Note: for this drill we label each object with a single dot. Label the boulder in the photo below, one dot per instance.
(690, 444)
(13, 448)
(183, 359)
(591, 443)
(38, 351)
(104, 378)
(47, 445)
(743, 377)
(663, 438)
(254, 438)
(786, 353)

_What you have to do:_
Please rewrite all of the lines above, the request included, with every coordinate in the answer points multiplied by 1.25 and rounded to the nearest whole number, halves rounding up.

_Output for this exercise:_
Note: for this drill we label each object with a single dot. Label the boulder in the photo below, one dot per instance.
(863, 555)
(16, 560)
(229, 449)
(739, 554)
(48, 439)
(130, 473)
(59, 556)
(929, 471)
(829, 548)
(318, 548)
(983, 441)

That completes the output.